## Exercise goal:
Copy out the passage about Trim that follows, word for word and in full.

## Supplied text:
[START]
Trim Castle ... said to be the largest Norman castle in Western Europe (Photograph: Patrick Comerford, 2012)

Trim Castle, or King John’s Castle, was built by Hugh de Lacey in the late 12th century and is said to be the largest Norman castle in Western Europe.

Saint Patrick’s Cathedral on Loman Street, on the north side of Trim (Photograph: Patrick Comerford, 2012)

Saint Patrick’s Cathedral on Loman Street, on the north side of Trim, is the Church of Ireland cathedral for the Diocese of Meath. It claims to be the oldest Anglican church in Ireland – although this claim is disputed by a church in Armagh which says its 20 years older than the cathedral in Trim.

The tower is part of the remains of the mediaeval parish church of Trim, and further ruins of this earlier church lie behind the cathedral. Although the Diocese of Meath was without a cathedral after the dissolution of the monasteries in the 16th century, The Bishops of Meath have been enthroned in Saint Patrick’s since 1536. However, Saint Patrick’s did not become a cathedral until Saint Patrick’s Day 1955, and the deans continue to called Dean of Clonmacnoise.

The tower clock at Saint Patrick’s commemorates Dean Richard Butler, the historian of Trim, who is buried on the south side of the cathedral. On this occasion, we did not get inside the cathedral to see the West Window which has the first-ever stained glass designed by the Pre-Raphaelite artist Edward Burne Jones.

On the way out of Trim we stopped at the Echo Gate to shout across at the vast Cathedral of Newtown Trim, which was part of an Augustinian Priory founded in 1202 by Simon De Rochfort, Bishop of Meath. This was once the largest abbey of its kind in Ireland. Bishop Simon successfully petitioned the Pope to move the cathedral of the Diocese of Meath from Clonard to Newtown Trim, claiming it would be better protected by nearby Trim Castle.

Looking from the Echo Gate across to ruins of the Cathedral of Saint Peter and Saint Paul (Photograph: Patrick Comerford, 2012)
[END]
## Source material:
[START]
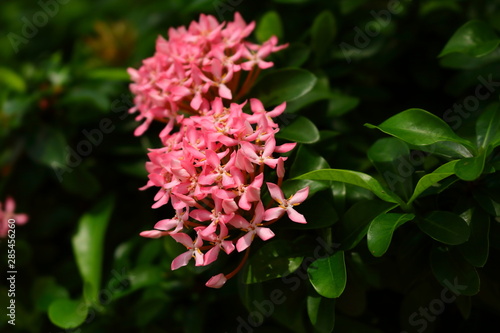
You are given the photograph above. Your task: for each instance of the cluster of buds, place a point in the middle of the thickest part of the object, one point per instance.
[END]
## Result of the task:
Trim Castle ... said to be the largest Norman castle in Western Europe (Photograph: Patrick Comerford, 2012)

Trim Castle, or King John’s Castle, was built by Hugh de Lacey in the late 12th century and is said to be the largest Norman castle in Western Europe.

Saint Patrick’s Cathedral on Loman Street, on the north side of Trim (Photograph: Patrick Comerford, 2012)

Saint Patrick’s Cathedral on Loman Street, on the north side of Trim, is the Church of Ireland cathedral for the Diocese of Meath. It claims to be the oldest Anglican church in Ireland – although this claim is disputed by a church in Armagh which says its 20 years older than the cathedral in Trim.

The tower is part of the remains of the mediaeval parish church of Trim, and further ruins of this earlier church lie behind the cathedral. Although the Diocese of Meath was without a cathedral after the dissolution of the monasteries in the 16th century, The Bishops of Meath have been enthroned in Saint Patrick’s since 1536. However, Saint Patrick’s did not become a cathedral until Saint Patrick’s Day 1955, and the deans continue to called Dean of Clonmacnoise.

The tower clock at Saint Patrick’s commemorates Dean Richard Butler, the historian of Trim, who is buried on the south side of the cathedral. On this occasion, we did not get inside the cathedral to see the West Window which has the first-ever stained glass designed by the Pre-Raphaelite artist Edward Burne Jones.

On the way out of Trim we stopped at the Echo Gate to shout across at the vast Cathedral of Newtown Trim, which was part of an Augustinian Priory founded in 1202 by Simon De Rochfort, Bishop of Meath. This was once the largest abbey of its kind in Ireland. Bishop Simon successfully petitioned the Pope to move the cathedral of the Diocese of Meath from Clonard to Newtown Trim, claiming it would be better protected by nearby Trim Castle.

Looking from the Echo Gate across to ruins of the Cathedral of Saint Peter and Saint Paul (Photograph: Patrick Comerford, 2012)